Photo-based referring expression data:
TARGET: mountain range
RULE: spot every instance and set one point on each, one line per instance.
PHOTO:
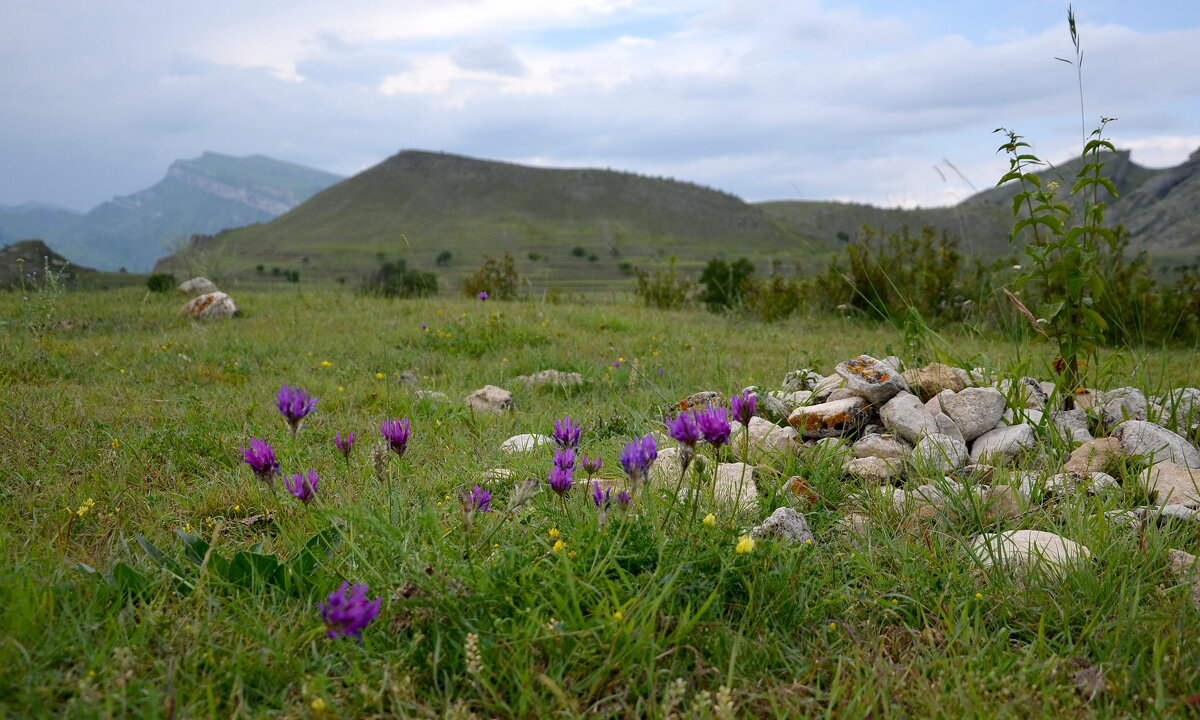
(205, 195)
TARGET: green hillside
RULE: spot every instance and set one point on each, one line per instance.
(418, 205)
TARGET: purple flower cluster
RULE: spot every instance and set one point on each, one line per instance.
(637, 457)
(343, 444)
(261, 459)
(562, 474)
(294, 405)
(396, 433)
(303, 487)
(567, 433)
(743, 405)
(347, 613)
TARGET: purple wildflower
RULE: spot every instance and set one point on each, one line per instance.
(479, 501)
(261, 459)
(561, 480)
(567, 432)
(348, 613)
(303, 487)
(637, 457)
(601, 499)
(743, 405)
(343, 444)
(397, 432)
(294, 405)
(564, 460)
(714, 423)
(685, 429)
(591, 465)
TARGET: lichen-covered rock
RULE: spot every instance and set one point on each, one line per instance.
(882, 445)
(1003, 444)
(553, 378)
(787, 525)
(873, 469)
(976, 411)
(831, 419)
(198, 286)
(1156, 443)
(1027, 549)
(934, 378)
(939, 453)
(210, 306)
(906, 417)
(870, 378)
(490, 399)
(1093, 456)
(1171, 484)
(766, 441)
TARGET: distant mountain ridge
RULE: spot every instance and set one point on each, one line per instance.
(568, 227)
(199, 196)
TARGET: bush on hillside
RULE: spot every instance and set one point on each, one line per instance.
(395, 280)
(161, 282)
(497, 277)
(664, 289)
(724, 283)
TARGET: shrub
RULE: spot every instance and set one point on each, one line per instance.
(664, 288)
(498, 277)
(395, 280)
(161, 282)
(724, 283)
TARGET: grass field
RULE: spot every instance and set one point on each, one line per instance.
(123, 420)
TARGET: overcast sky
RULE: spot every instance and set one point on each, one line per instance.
(861, 101)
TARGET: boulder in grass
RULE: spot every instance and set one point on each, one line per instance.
(831, 419)
(1029, 550)
(870, 378)
(210, 306)
(1156, 443)
(198, 286)
(490, 399)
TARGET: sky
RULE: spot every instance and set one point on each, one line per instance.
(870, 101)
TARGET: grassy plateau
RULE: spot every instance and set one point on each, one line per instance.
(148, 573)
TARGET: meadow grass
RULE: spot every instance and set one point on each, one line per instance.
(123, 419)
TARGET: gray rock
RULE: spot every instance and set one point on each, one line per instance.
(831, 419)
(490, 399)
(870, 378)
(210, 306)
(873, 469)
(555, 378)
(1173, 484)
(802, 379)
(1027, 549)
(881, 445)
(906, 417)
(940, 453)
(787, 525)
(525, 443)
(1003, 444)
(1156, 443)
(976, 411)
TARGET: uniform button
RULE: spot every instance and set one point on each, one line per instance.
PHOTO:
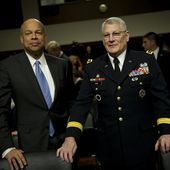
(120, 119)
(118, 98)
(119, 108)
(119, 87)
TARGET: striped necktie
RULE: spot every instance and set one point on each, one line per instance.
(45, 90)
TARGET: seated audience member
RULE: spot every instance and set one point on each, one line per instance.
(54, 48)
(152, 44)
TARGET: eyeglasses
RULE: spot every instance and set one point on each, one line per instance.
(114, 34)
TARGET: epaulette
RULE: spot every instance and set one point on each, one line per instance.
(149, 52)
(89, 60)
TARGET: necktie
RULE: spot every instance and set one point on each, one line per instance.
(45, 90)
(117, 69)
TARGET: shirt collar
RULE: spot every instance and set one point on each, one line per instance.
(33, 60)
(121, 58)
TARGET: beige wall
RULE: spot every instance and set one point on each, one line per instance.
(89, 31)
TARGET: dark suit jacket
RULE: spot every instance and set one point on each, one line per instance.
(17, 80)
(164, 63)
(128, 108)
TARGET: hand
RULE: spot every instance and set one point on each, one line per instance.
(16, 159)
(67, 150)
(163, 144)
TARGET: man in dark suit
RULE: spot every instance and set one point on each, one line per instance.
(151, 43)
(18, 81)
(133, 105)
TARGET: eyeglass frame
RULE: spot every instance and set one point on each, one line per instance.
(114, 34)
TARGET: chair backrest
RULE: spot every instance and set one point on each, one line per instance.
(41, 161)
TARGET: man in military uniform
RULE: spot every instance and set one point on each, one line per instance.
(133, 105)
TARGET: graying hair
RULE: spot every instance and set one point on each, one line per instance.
(115, 20)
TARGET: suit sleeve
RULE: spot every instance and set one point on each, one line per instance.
(5, 101)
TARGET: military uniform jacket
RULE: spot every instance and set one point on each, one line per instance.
(17, 80)
(132, 110)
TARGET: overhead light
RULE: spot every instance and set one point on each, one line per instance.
(51, 2)
(103, 8)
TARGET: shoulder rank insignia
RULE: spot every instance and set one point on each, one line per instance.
(89, 60)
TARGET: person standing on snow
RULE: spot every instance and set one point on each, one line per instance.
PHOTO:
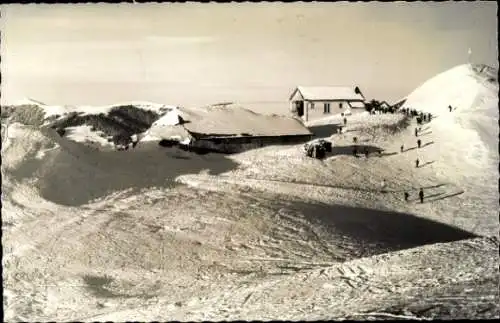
(382, 186)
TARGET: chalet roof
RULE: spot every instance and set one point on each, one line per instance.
(233, 120)
(328, 93)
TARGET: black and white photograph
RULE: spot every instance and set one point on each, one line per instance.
(239, 161)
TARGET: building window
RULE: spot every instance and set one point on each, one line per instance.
(326, 108)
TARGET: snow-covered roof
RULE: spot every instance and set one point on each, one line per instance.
(327, 93)
(231, 121)
(236, 121)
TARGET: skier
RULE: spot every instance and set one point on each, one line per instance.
(382, 186)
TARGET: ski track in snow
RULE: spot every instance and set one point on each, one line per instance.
(242, 245)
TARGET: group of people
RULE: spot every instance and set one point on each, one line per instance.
(421, 117)
(383, 110)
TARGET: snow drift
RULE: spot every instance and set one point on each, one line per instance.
(471, 129)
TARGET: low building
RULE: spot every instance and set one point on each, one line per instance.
(309, 102)
(228, 129)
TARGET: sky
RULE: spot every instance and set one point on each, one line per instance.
(192, 53)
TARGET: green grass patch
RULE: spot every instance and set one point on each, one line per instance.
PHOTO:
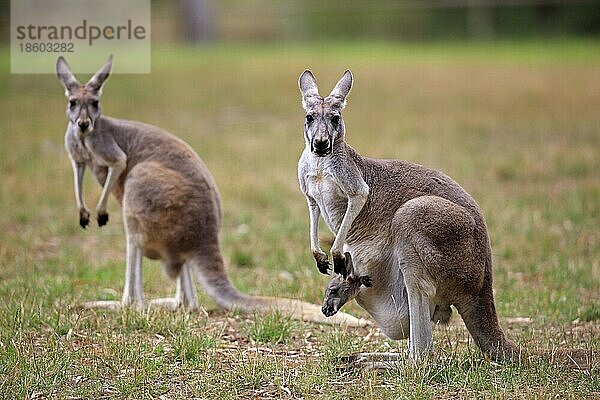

> DIRECTIONS FOR THIS TASK: For the word "hillside", find all matching lines in the entries above and copy them out.

> EXPECTED OUTPUT:
TARGET: green hillside
TARGET: bush on hillside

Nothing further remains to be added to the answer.